[Stored entries]
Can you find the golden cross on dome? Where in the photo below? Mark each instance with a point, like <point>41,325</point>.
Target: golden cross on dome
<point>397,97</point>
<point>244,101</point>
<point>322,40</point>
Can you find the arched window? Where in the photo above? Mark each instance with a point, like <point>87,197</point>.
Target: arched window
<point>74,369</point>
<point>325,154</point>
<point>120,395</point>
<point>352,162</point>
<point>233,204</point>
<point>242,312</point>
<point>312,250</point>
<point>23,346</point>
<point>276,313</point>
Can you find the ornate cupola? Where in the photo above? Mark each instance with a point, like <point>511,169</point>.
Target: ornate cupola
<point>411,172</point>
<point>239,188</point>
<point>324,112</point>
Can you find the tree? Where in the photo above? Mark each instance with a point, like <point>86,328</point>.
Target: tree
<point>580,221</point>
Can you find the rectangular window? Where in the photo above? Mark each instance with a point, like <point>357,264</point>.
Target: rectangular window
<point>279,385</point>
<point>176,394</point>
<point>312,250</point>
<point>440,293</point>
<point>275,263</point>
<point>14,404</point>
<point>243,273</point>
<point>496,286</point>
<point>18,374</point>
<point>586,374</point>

▶ _WHAT IS BEING ASKED_
The output consists solely of the lines from the line that contains "Target: tree" through the final line of the data.

▶ _THE ANSWER_
Target: tree
<point>580,221</point>
Can you find the rectangular window? Where in the photo above? Mark each instance with a point, like <point>357,264</point>.
Target: rectangular window
<point>279,385</point>
<point>176,394</point>
<point>312,250</point>
<point>440,293</point>
<point>275,263</point>
<point>14,404</point>
<point>243,273</point>
<point>496,286</point>
<point>18,374</point>
<point>586,374</point>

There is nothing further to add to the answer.